Material for this exercise
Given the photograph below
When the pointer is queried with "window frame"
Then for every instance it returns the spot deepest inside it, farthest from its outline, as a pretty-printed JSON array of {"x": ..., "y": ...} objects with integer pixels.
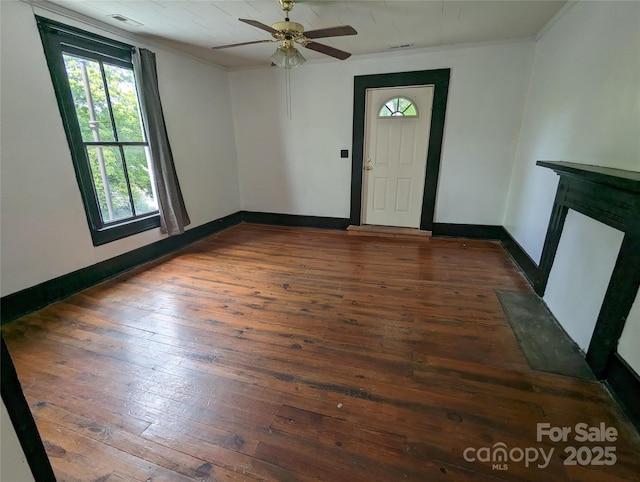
* * *
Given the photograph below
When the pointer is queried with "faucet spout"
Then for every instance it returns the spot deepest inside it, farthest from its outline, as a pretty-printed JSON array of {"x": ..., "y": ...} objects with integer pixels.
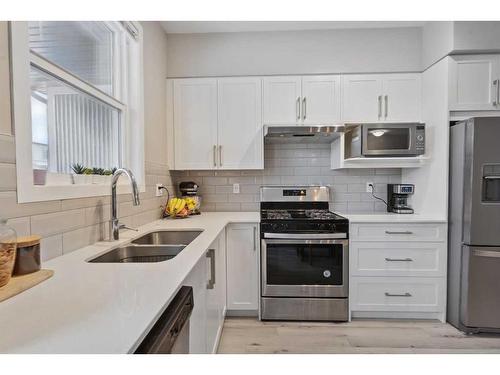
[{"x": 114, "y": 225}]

Exercise brief
Where does "pointer" appear in the records above? Copy each line that holds it.

Completed exercise
When the pointer is queried with "window frame"
When the pointer is queried with "faucet spout"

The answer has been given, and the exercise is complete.